● DAFTAR TUGAS
• A. Dalam berita tentang alokasi lahan Bandara Batam, FORKORINDO berencana menggugat ke Pengadilan Tata Usaha Negara dan menyebut hal itu perhatian utamanya. Jelaskan alasan yang diberikan berita itu dalam satu sampai tiga kalimat.
• B. Kutip dari berita tentang alokasi lahan Bandara Batam bagian yang dibuka dengan kata-kata berisi "Berdasarkan Rencana Induk" dan ditutup dengan "(4), perusahaan property.".

● KUTIPAN DOKUMEN

|---|

RibakNews.com (Jakarta) –Forum Komunikasi Rakyat Indonesia (FORKORINDO), belum lama ini telah melayangkan surat kepada Kementerian Perhubungungan Repubik Indonesia, terkait pencabutan alokasi lahan seluas 165 ha, yang diberikan Badan Pengusahaan (BP) Batam kepada sejumlah perusahaan property diwilayah Bandara Batam Provinsi Kepulauan Riau.
Berdasarkan Rencana Induk Bandar Udara (RIB) Hang Nadim Batam yang mencakup 1.762,700144 ha, untuk pengalokasian lahan Badan Pengusaan (BP) Batam, memberikan seluas 165 ha, kepada empat (4), perusahaan property.
Ketua Umum FORKORINDO, menduga telah terjadi praktik gratifikasi sebesar US$6 (Rp94.000)/m, kepada oknum Badan Pengusahaan (BP) Batam, Provinsi Kepulauan Riau.
Dikatakan, “pengalokasian merupakan tindakan kontroversi terhadap paraturan perundang-undangan yang mengatur penataan bandara dan diyakini kebenarannya sesuai dengan Informasi yang diterima FORKORINDO,” tegas Tohom TPS, SE, SH, MM.
Tidak hanya itu, dirinya mengatakan, “telah menggelar rapat dan merekonstruksi kasus bersama beberapa praktisi hukum yang bergabung dalam FORKORINDO,” terangnya.
“Dalam beberapa waktu ke depan, kami akan mengajukan gugatan ke Pengadilan Tata Usaha Negara, terlepas dari apa jawaban Menteri Perhubungan Republik Indonesia. Ini menjadi perhatian utama kami,” ungkapnya.
Pasalnya, “bandara merupakan objek vital nasional yang menyangkut kenyamanan dan keselamatan penerbangan”.
Ironisnya lagi, “ keempat perusahaan disinyalir telah memiliki alokasi di dalam area kawasan bandara. Hal tersebut sarat dengan pelanggaran dan tidak sesuai dengan RIB Hang Nadim di Kota Batam Provinsi Kepulauan Riau,” bebernya.

|---|

● CUPLIKAN DATA

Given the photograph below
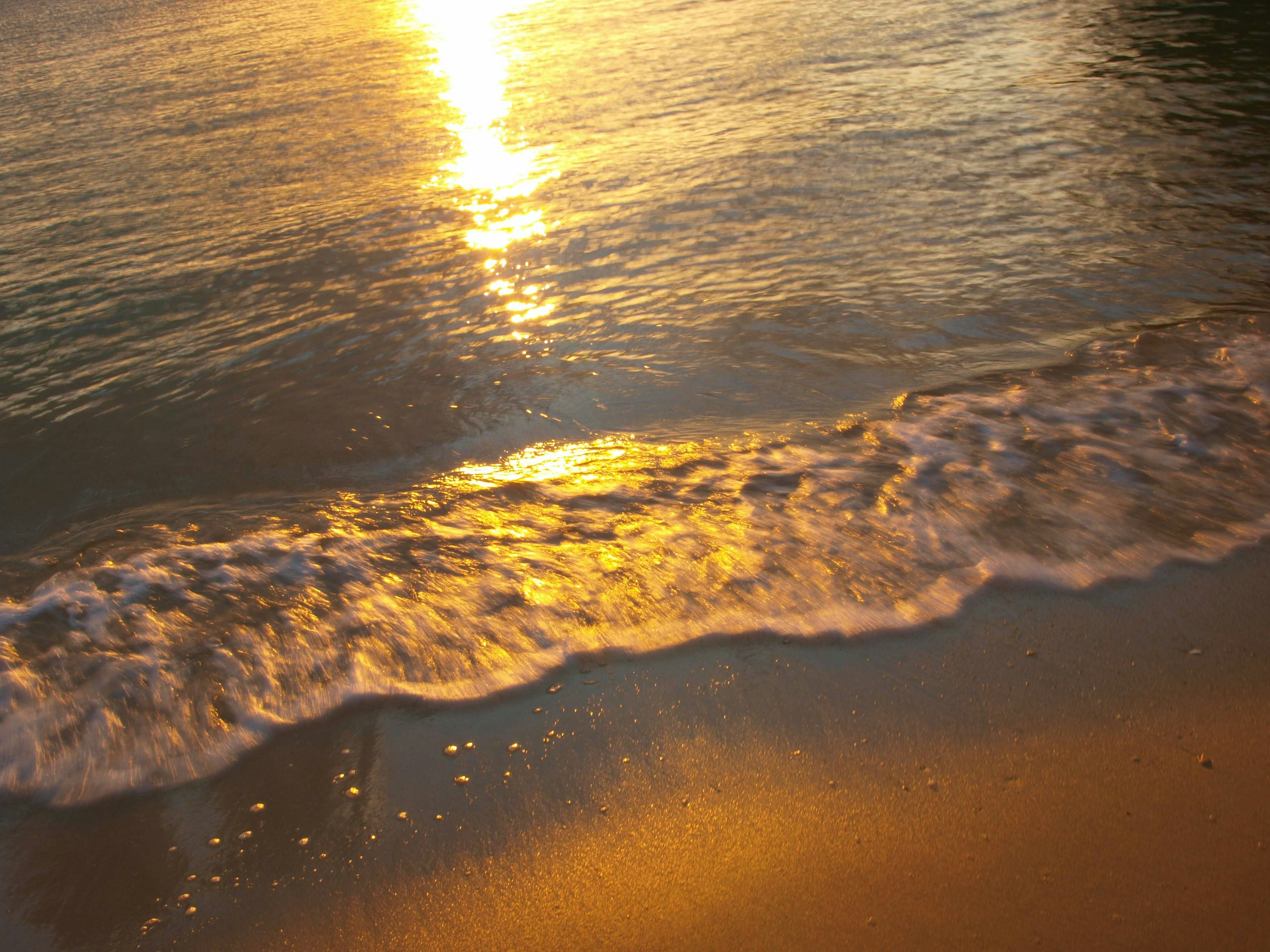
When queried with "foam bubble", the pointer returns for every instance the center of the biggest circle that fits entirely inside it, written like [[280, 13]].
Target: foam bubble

|---|

● KUNCI JAWABAN
• A. Alasannya, bandara merupakan objek vital nasional yang menyangkut kenyamanan dan keselamatan penerbangan.

• B.
Berdasarkan Rencana Induk Bandar Udara (RIB) Hang Nadim Batam yang mencakup 1.762,700144 ha, untuk pengalokasian lahan Badan Pengusaan (BP) Batam, memberikan seluas 165 ha, kepada empat (4), perusahaan property.